§ **About this task**: Retype only what runs from the first line of the records to the line with "dishwasher, placing one marker per instance", inclusive, and no pictures.

§ **Material shown**:

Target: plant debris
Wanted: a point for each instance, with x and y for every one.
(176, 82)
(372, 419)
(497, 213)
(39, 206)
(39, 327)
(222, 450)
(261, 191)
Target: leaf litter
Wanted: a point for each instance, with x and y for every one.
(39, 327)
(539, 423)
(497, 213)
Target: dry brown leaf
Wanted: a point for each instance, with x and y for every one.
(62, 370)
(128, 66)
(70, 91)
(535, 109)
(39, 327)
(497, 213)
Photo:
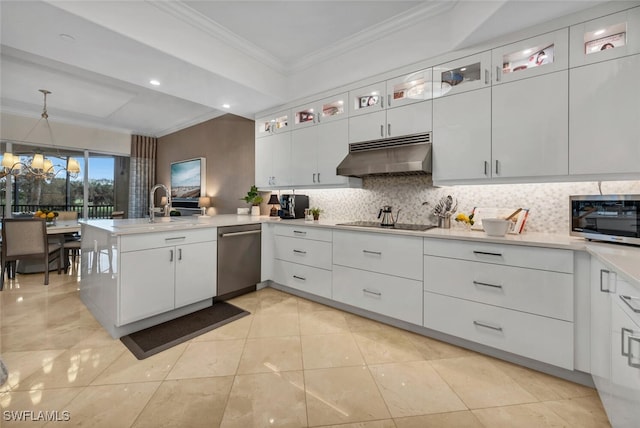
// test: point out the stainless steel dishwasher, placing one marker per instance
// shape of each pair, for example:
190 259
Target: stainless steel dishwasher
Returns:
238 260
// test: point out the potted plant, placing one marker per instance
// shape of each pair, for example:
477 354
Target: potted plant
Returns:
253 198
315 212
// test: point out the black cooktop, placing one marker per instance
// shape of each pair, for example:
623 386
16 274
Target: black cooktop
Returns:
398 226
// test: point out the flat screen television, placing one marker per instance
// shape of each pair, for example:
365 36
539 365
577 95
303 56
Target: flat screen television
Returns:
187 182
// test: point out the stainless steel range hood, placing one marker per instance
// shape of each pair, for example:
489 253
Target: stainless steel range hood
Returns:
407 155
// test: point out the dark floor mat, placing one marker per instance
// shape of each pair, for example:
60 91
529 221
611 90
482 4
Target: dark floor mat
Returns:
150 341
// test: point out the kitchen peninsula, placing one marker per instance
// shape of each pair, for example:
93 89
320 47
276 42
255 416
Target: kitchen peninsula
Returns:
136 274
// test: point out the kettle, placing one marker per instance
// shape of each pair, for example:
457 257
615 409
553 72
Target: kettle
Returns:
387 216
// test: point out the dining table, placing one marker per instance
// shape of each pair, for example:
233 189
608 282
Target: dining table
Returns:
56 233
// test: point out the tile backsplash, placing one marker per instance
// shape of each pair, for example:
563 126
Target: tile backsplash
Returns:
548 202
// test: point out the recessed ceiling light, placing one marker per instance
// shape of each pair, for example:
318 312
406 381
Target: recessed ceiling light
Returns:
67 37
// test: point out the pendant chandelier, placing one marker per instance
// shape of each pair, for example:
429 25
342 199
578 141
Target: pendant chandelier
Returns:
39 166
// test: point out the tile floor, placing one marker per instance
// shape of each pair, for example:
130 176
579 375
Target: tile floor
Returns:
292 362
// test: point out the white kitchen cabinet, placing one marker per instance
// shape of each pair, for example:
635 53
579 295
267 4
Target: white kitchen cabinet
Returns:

§ **Final answer**:
Target: plant debris
Wanted: a point for each instance, with x and y for every one.
(176, 82)
(372, 419)
(497, 213)
(39, 206)
(39, 327)
(222, 450)
(261, 191)
Target: leaf litter
Wanted: a point for each instance, with x and y for every one.
(39, 327)
(539, 423)
(497, 213)
Target: dry brown leaf
Wanted: a point for each instance, with x and y for every one.
(62, 370)
(128, 66)
(70, 91)
(535, 109)
(39, 327)
(497, 213)
Photo:
// test: point out the stainless steel dishwasher, placing one marker per instance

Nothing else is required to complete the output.